### DOCUMENT SECTION:
Although Top Gun 3’s story seems like it would be perfectly positioned to move on from the pair, this isn’t necessarily the case. Top Gun: Maverick’s plot primarily focused on Maverick’s grief and guilt over Goose’s death as his interactions with Rooster helped him work through this. However, the sequel largely ignored one surprising similarity between the two characters. As Maverick was busy saying goodbye to Iceman and reigniting a romance with his old flame Penny Benjamin in Top Gun: Maverick, the movie never addressed his starkest connection with Rooster. Namely, the two share the same formative wound.

### DATA LINES:
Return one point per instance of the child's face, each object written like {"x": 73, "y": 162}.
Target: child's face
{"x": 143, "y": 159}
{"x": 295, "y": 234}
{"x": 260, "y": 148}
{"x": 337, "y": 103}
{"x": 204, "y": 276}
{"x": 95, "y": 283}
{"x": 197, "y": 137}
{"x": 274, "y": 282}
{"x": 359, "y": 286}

### GIVEN PROBLEM 1:
In the Top Gun passage, what was the plot of Top Gun: Maverick primarily focused on?
### GIVEN PROBLEM 2:
Extend the Top Gun passage past its final sentence.
The rows aren't needed for anything here.

### EXPECTED ANSWER 1:
Maverick's grief and guilt over Goose's death, which his interactions with Rooster helped him work through.

### EXPECTED ANSWER 2:
Top Gun 3 Can Address Rooster and Maverick’s Shared Story
Top Gun: Maverick Missed Out On This Character Similarity

Both Maverick and Rooster both had heroic fighter pilot fathers who they wanted to emulate, even if it doomed them. Surprisingly, Maverick never pointed this similarity out while he was trying to empathize with his student. In Top Gun 3, they must discuss this and address how much it has shaped their respective journeys. Rooster will likely return in the sequel since, although Glen Powell’s Hangman and Monica Barbaro’s Phoenix were popular breakout supporting stars, Teller’s brooding antihero was the deuteragonist of Top Gun: Maverick. Rooster got more story focus than the rest of the new generation of recruits.

Rooster’s presence connected Maverick’s storyline to the original movie, ensuring that he was constantly reminded of his greatest mistake while trying to prepare for his riskiest mission ever.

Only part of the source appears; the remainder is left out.